[Some records]
● ● ●
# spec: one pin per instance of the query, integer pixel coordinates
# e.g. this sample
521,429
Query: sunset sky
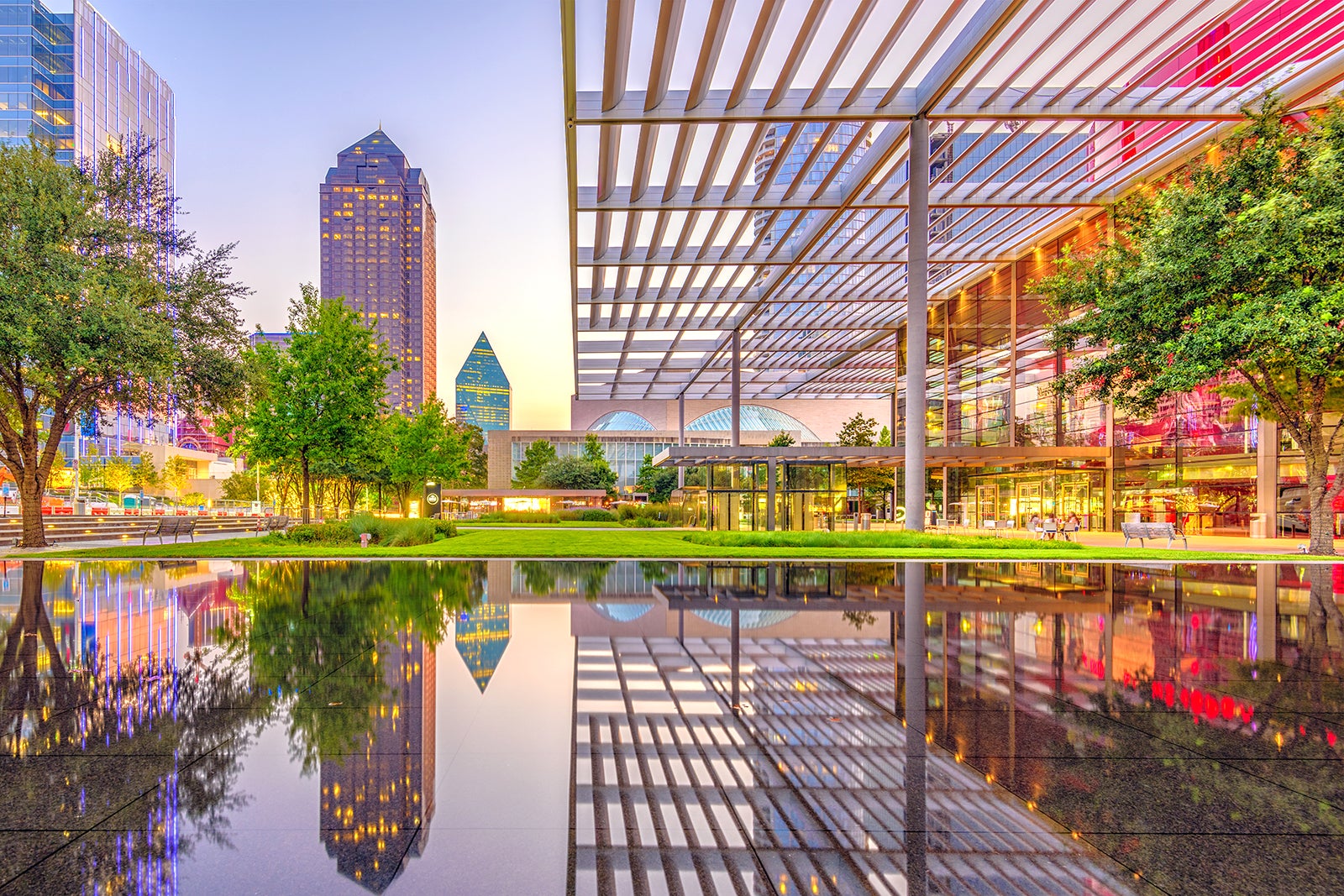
268,92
● ● ●
■ **REQUIREMENTS**
Rewrite every one of the records, swapping "pin" for "marker" and keeping everything else the same. Omit the pictures from your answer.

■ **EXERCISE OUTPUT**
# spec: one marker per instance of the query, integer pixel coordinates
# e.g. this sample
521,429
Query: sunset sky
268,92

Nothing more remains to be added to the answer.